YOUR ASSIGNMENT: Look through the entries below and extract exactly the lines from the one containing "box: [15, 132, 50, 184]" through the one containing "positive clicks: (249, 328)", ends included.

Segmentation mask data:
----

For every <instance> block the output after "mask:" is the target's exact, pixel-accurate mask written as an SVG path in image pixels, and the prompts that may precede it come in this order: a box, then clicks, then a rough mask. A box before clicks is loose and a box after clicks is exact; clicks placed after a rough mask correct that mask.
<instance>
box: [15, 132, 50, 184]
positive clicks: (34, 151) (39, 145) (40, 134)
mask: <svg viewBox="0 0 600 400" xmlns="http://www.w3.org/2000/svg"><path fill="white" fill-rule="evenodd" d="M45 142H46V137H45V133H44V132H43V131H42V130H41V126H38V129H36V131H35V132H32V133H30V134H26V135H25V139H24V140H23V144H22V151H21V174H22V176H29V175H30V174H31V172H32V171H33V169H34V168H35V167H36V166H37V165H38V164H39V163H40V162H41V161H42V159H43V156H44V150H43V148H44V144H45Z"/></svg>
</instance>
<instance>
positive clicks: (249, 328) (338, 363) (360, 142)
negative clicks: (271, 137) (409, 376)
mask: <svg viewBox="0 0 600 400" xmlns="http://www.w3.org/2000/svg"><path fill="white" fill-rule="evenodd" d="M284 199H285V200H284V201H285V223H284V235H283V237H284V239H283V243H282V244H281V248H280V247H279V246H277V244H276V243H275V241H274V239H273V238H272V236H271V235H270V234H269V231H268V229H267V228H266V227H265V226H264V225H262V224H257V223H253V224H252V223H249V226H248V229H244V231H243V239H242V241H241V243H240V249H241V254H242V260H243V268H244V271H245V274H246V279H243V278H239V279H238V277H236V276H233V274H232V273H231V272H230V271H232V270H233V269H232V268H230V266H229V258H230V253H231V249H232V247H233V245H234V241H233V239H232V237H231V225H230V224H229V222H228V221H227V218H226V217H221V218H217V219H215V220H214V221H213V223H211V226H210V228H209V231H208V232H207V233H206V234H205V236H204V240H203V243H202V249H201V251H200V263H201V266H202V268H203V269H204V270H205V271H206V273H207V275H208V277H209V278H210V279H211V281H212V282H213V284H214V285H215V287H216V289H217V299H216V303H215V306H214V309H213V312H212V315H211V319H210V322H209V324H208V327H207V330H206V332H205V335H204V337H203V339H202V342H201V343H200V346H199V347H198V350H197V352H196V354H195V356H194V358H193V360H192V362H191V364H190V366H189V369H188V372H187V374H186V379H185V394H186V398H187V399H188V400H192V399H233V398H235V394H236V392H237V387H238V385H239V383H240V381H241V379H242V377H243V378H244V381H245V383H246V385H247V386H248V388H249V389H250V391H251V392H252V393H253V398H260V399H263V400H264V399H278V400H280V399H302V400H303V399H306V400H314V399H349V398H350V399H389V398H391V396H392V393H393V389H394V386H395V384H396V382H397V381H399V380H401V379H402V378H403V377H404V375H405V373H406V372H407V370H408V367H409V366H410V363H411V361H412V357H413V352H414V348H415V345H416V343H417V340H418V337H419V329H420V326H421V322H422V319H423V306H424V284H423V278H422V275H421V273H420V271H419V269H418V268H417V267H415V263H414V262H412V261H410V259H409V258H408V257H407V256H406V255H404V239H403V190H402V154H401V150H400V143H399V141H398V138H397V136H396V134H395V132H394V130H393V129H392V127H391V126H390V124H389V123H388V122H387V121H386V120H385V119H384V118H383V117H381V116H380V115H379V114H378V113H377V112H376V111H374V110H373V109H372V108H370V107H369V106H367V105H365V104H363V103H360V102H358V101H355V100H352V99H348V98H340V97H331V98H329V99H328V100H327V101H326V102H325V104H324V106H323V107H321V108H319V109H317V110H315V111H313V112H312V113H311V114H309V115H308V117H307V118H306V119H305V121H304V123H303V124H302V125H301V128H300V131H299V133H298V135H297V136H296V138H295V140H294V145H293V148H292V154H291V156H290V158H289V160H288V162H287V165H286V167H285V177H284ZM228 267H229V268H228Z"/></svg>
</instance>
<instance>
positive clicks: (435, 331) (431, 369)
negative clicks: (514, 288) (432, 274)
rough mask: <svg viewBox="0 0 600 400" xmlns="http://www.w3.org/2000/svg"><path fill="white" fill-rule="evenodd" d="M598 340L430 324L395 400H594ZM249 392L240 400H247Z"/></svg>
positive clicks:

----

SOLVED PROBLEM:
box: [15, 132, 50, 184]
positive clicks: (34, 151) (39, 145) (40, 134)
mask: <svg viewBox="0 0 600 400" xmlns="http://www.w3.org/2000/svg"><path fill="white" fill-rule="evenodd" d="M45 142H46V137H45V133H44V132H43V131H42V130H41V126H38V129H36V131H35V132H32V133H30V134H26V135H25V139H24V140H23V144H22V151H21V174H22V176H29V175H30V174H31V172H32V171H33V169H34V168H35V167H36V166H37V165H38V164H39V163H40V162H41V161H42V159H43V156H44V150H43V148H44V144H45Z"/></svg>
</instance>
<instance>
positive clicks: (249, 328) (338, 363) (360, 142)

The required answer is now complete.